--- BEGIN TEXT SHOWN ---
It will have been hard to miss the changes afoot in the move from ICT in the old national curriculum to computing in the new version, coming into effect in September. We’ve seen lots of headlines about how children will be ‘learning to code’ from the age of five, and a number of great initiatives such as Code Club, Code Club Pro, Year of Code, Hour of Code, Codecademy and Decoded which aim, amongst other things, to give children and their teachers the opportunity to learn to write ‘computer code’. This really is great, but you’d be forgiven for thinking that ‘coding’ is all there is to the new programmes of study; this is far from the case – ‘code’ and ‘coding’ aren’t mentioned at all! What we do have is a mix (I’d now say a balanced mix, but others would disagree) between computer science (CS), information technology (IT) and digital literacy, or the foundations, applications and implications of the discipline. There’s much more to computing than computer science, and there’s much more to computer science than coding.
Rather than making reference to ‘coding’, the new programmes talk instead about ‘programming’, and it’s worth thinking a bit more about these two related, but not entirely synonymous terms. Both coding and programming are about getting the computer to do things. They’re about giving it instructions to follow, and getting something, ideally something useful, , done.
--- END TEXT SHOWN ---
--- BEGIN EXTRACTED MATERIAL ---
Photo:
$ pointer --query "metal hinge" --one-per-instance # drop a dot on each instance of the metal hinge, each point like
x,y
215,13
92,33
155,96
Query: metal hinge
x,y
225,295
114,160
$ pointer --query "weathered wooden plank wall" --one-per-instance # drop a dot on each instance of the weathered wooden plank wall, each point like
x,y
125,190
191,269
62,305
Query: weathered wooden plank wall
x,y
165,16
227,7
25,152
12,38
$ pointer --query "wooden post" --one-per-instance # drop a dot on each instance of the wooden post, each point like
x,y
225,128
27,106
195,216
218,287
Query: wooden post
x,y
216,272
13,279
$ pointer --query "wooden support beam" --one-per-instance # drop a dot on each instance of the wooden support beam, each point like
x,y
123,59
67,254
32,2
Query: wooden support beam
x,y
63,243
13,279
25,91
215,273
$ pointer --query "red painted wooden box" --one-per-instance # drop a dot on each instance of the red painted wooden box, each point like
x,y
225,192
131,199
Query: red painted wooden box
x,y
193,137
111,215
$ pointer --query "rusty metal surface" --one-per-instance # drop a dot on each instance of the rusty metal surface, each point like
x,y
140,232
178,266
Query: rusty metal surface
--- END EXTRACTED MATERIAL ---
PROBLEMS
A) In the text on the new computing curriculum, which three areas make up the mix in the new programmes of study?
B) Pick up the piece on the move from ICT to computing at the point where it ends.

RESPONSES IN ORDER
A) Computer science, information technology and digital literacy.

B)
Coding involves creating a set of instructions, rules or a description in a formal language which the computer can interpret, to achieve a particular objective. There are plenty of choices for the formal language – Scratch is a lovely, visual introduction, ideal for KS2; HTML is the language of the web; Python seems to be the front runner as a text based programming language for KS3, and even good old Excel, despite Mr Gove’s criticisms of it, is jolly useful for describing and solving all sorts of real world problems as well as a good introduction to functional programming.
Programming involves computation, ie performing calculations or processing information or otherwise changing input into output according to a set of rules. This is obviously going to involve coding, how else would the computer be able to do this computation? It’s also going to involve some creative thinking though – the programmer needs to work out how to solve the problem or model the system as well as expressing this as computer code. The ‘how’ here is the algorithm – it’s the ideas, expressed as s sequence of steps or a set of rules, for getting something done, which then gets expressed as code on whatever computer and in whatever programming language we happen to be using.
For me, then, programming = algorithms + coding
Ie, programming is itself a two step process.
In programming, we start by thinking. We think through the algorithms for how to solve a problem – breaking this down into parts, and then breaking the parts down further into sequences of steps or sets of rules; we capture the essence of the problem or system and leave irrelevant detail to the side. We can jot these down as ‘pseudocode’, sketch ideas on a whiteboard, wireframe the states and behaviours of our apps, or go old school and draw some flowcharts. This is creative work! For many problems there are many possible algorithms – some will be better than others, and part of the challenge and joy of CS is about finding better algorithms for solving a problem (compare ‘is it 1? is it 2? is it 3?’ etc with ‘is it less than 500? is it less than 250? is it less than 375?’ etc for guessing a number between 1 and 1000).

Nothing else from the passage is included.